## Objective
Set down each record exactly as written.

[START OF Data to use]

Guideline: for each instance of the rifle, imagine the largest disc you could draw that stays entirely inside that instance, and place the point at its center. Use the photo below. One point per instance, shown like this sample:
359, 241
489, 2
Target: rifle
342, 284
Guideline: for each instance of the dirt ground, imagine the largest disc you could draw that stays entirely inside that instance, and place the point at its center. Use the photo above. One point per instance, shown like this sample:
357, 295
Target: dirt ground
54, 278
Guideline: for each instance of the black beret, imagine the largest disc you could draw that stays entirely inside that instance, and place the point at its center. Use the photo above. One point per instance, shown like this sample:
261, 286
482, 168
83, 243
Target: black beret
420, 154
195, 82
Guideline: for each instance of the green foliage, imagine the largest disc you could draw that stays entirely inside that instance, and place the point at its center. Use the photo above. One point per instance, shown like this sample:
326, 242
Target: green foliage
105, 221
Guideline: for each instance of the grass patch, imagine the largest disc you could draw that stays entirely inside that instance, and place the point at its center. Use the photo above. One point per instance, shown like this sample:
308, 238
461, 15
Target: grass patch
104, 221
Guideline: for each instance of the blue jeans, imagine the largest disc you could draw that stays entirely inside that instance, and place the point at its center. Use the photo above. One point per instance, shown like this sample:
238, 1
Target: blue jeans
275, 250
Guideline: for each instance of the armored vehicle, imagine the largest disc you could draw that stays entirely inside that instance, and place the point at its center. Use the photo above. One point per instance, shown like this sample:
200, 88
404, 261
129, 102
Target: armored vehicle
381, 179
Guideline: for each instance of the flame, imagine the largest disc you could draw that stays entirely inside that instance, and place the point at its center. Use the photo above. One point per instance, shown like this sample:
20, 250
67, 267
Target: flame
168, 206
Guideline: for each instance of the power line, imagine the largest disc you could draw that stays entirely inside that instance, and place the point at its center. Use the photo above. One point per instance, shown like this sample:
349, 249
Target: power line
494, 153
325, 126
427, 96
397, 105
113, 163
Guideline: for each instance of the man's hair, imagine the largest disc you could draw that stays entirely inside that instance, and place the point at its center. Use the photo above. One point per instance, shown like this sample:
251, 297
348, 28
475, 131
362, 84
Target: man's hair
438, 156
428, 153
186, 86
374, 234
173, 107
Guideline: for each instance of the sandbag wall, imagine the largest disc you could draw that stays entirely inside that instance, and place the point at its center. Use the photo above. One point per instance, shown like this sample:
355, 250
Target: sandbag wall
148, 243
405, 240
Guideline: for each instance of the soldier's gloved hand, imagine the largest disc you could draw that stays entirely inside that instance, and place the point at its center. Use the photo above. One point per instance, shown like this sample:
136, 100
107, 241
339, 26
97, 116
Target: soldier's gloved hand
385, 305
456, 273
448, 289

[END OF Data to use]

## Full output
Guideline: for each instance of the rifle, imagine the largest disc you could draw that stays entirely inside that instance, and place the point at its center. Use the photo below. One point per instance, shown like this sample:
359, 241
489, 2
Target: rifle
342, 284
Guideline: for each instance of the dirt ground, imagine the largest disc you could draw that stays entirely inside that instance, and place the point at its center. Use the photo above. One point per instance, shown like this sample:
357, 295
Target: dirt ground
54, 278
Guideline: for each instance of the black beret, imagine the largest disc you could draw that stays entirely inside that instance, and place the point at its center. Use the photo above. One point per instance, shown like this sample:
261, 286
482, 168
83, 243
Target: black beret
420, 154
195, 82
Guideline: for each instance of the green foliage, imagine the largest disc you could draw that stays entirely inside that instance, and place the point at its center. Use the photo above. One point per instance, shown like this sample:
326, 242
Target: green foliage
105, 221
Guideline: for each instance of the grass patch, imagine the largest disc you could draw that stays entirely inside that instance, and place the point at its center. Use the photo above. One point per instance, shown like this sample:
308, 238
461, 15
Target: grass patch
104, 221
Guideline: for each instance of the blue jeans, imagine the largest disc you could draw that stays entirely inside that instance, and place the point at its center. Use the photo above. One point per instance, shown like this sample:
238, 1
Target: blue jeans
275, 250
Guideline: for each instance of the armored vehicle, imagine the largest disc you could draw that stays entirely inside that instance, and place the point at its center. Use the photo above. One point per instance, shown like this sample:
200, 88
404, 261
129, 102
Target: armored vehicle
381, 179
Guideline: for each instance of the flame, imagine the largest disc you could draw that stays entirely inside that instance, and place the point at its center. Use the photo above. One point per instance, shown like this sample:
20, 250
67, 267
Target: flame
168, 206
Guideline: for each instance of the power line, imagine the largest disc you could draw that stays entirely inside that instance, and place the point at its center. Use the photo above. One point per instance, shown like this sample:
349, 249
Target: power line
494, 153
325, 126
427, 96
397, 105
113, 163
Guideline: for each instance of the man's hair, imagine the largest disc you could draw that stays entirely inside that instance, and place the point at its center. Use the photo above. One point per instance, shown like this sample:
251, 297
348, 28
475, 131
362, 84
Target: man's hair
438, 156
428, 153
186, 86
374, 234
173, 107
Guideline: for each instance of the sandbag wall, imagine the largest disc you could draw that stays entirely inside that instance, and place the point at its center. Use the photo above. One point per instance, shown like this sample:
355, 250
Target: sandbag wall
148, 243
405, 240
Guideline: for each instance of the soldier's gloved hand, imagine the largest disc you could draw that stays entirely inside that instance, and place the point at its center. Use the photo above. One point per instance, shown like this sample:
136, 100
107, 241
339, 26
97, 116
Target: soldier's gloved hand
385, 305
456, 273
448, 289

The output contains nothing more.